Records from a data source.

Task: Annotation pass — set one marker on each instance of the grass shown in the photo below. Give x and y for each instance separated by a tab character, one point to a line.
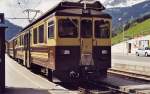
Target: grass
140	29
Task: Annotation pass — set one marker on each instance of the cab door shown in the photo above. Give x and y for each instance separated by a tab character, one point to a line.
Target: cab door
86	38
27	50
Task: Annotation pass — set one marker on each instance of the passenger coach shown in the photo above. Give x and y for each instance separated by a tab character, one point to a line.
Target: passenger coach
71	41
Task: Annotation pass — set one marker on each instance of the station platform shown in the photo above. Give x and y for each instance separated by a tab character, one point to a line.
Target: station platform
20	80
137	67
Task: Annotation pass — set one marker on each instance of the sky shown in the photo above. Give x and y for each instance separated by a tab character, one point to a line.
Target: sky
15	8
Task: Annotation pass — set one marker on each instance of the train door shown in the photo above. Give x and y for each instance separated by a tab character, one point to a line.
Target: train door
86	34
27	50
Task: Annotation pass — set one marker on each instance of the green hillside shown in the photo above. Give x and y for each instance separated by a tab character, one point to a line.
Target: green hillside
139	29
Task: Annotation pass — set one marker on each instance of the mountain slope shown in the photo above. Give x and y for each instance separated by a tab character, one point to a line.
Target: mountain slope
128	13
140	29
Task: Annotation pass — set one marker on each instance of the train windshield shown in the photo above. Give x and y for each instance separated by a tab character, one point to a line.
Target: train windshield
102	29
68	28
86	28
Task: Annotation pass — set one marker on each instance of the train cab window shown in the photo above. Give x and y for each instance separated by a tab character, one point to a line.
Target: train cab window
102	29
86	28
20	40
35	35
51	29
68	28
41	34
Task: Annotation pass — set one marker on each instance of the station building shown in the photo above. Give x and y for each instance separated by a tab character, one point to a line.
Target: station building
139	42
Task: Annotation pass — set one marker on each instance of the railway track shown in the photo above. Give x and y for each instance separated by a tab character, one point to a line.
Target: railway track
129	74
99	88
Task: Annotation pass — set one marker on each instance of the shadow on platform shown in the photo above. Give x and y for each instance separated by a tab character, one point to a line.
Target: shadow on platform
12	90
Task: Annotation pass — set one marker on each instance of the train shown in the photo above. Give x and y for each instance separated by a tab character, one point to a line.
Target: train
71	41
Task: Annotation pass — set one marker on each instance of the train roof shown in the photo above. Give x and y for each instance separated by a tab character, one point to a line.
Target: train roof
67	5
97	6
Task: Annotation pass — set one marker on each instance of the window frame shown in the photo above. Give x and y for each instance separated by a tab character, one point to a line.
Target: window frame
108	32
39	33
36	35
91	36
48	26
73	18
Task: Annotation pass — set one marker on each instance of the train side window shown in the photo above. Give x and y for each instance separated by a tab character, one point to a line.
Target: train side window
35	35
102	29
51	29
20	41
41	34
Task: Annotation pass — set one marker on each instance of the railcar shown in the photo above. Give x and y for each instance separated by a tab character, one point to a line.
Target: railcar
70	41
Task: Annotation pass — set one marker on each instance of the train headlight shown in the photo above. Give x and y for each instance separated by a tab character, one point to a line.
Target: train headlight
104	52
66	52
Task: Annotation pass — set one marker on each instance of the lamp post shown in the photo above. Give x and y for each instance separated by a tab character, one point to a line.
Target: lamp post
120	19
2	53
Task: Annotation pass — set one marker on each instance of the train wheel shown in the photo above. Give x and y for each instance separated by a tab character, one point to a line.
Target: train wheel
50	75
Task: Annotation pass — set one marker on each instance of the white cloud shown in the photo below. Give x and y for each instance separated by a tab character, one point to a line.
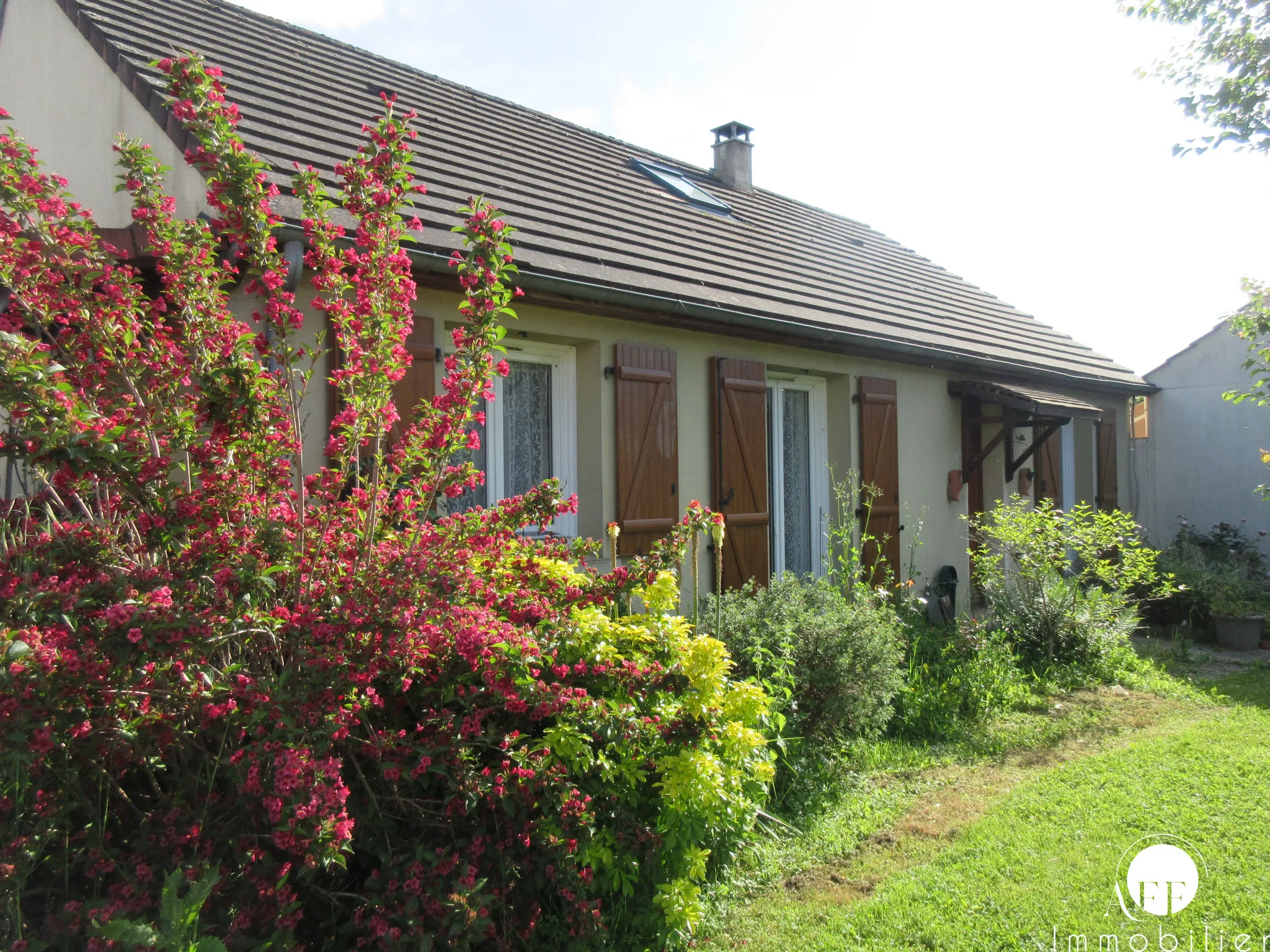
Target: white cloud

Instructions to follow. Reproduce the material from the line containing "of the white" through the end of the material, inclusive, replacing "white cloud" with "rain cloud" and changing nothing else. Omit the pictures from your answer.

Full solution.
Task: Annotation pass — set one marker on each instance of the rain cloud shown in the photo below. Give x and y for each instance separated by a tab character, one point to a line.
Target: rain cloud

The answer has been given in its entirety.